Texto -
————————
25 de mayo de 2014

Evelio Vadillo, prisionero de Stalin

Algunas historias se dibujan tan nítidas, sus piezas encajan entre sí con tal firmeza, que acaban por revelarse no necesariamente como verosímiles sino verdaderas, como trozos de vidas que realmente sucedieron.

Algunas historias presentan una paradoja interesante: a pesar de sus lagunas, el dibujo imperfecto de sus personajes, el orden de los sucesos, sus silencios, sus pasajes oscuros o desconocidos, son más ciertas y creíbles que otras historias donde todo está en orden a fuerza de trabajar con esmero en una ficción.

Hay historias que le deben poco a nada a la imaginación y se antojan tan imposibles y absurdas que forman parte de la Historia, que gritan hechos ciertos y verdaderos, y otras historias, impecables en su factura, revelan a cada instante que son una impostura o hijas de la ficción, de la imaginación fecunda de un novelista.

Una historia a la que le faltan hechos y razones, el tejido admirable, el fino hilo del diálogo o el encadenamiento de los hechos que tejen la trama, puede revelar verdades y hechos que sucedieron en este mundo. 

De hecho, pocas historias verdaderas resisten pasar a la literatura sin ser atenuadas, ordenadas o maquilladas por la pátina de la ficción. Tal vez hace falta un enorme talento para contar una historia con la verdad y sólo la verdad.

Son muchas las películas y novelas cuyo reclamo publicitario consiste en decir que están basadas en hechos reales, lo cual no las hace buenas ni logradas, y que buscan conmover con las vicisitudes de los protagonistas antes que por sus méritos cinematográficos o literarios. Contar una historia que sucedió no es ninguna garantía de que la obra sea buena o ejemplar.
————————
Extracto de datos -
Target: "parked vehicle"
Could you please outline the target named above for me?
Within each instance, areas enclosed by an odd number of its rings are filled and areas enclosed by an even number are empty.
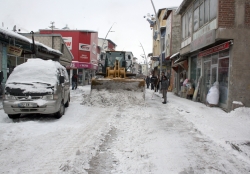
————————
Qué hacer -
1. Contesta estas preguntas sobre el texto:
(a) ¿Qué fecha lleva el texto?
(b) ¿Qué hace falta tal vez para contar una historia con la verdad y sólo la verdad?
(c) ¿En qué consiste el reclamo publicitario de muchas películas y novelas?
2. Vuelve a escribir sin cambios todo lo que va en el texto desde "De hecho, pocas" hasta "sólo la verdad.".

Respuestas por tarea -
1.
(a) 25 de mayo de 2014.
(b) Un enorme talento.
(c) En decir que están basadas en hechos reales.

2.
De hecho, pocas historias verdaderas resisten pasar a la literatura sin ser atenuadas, ordenadas o maquilladas por la pátina de la ficción. Tal vez hace falta un enorme talento para contar una historia con la verdad y sólo la verdad.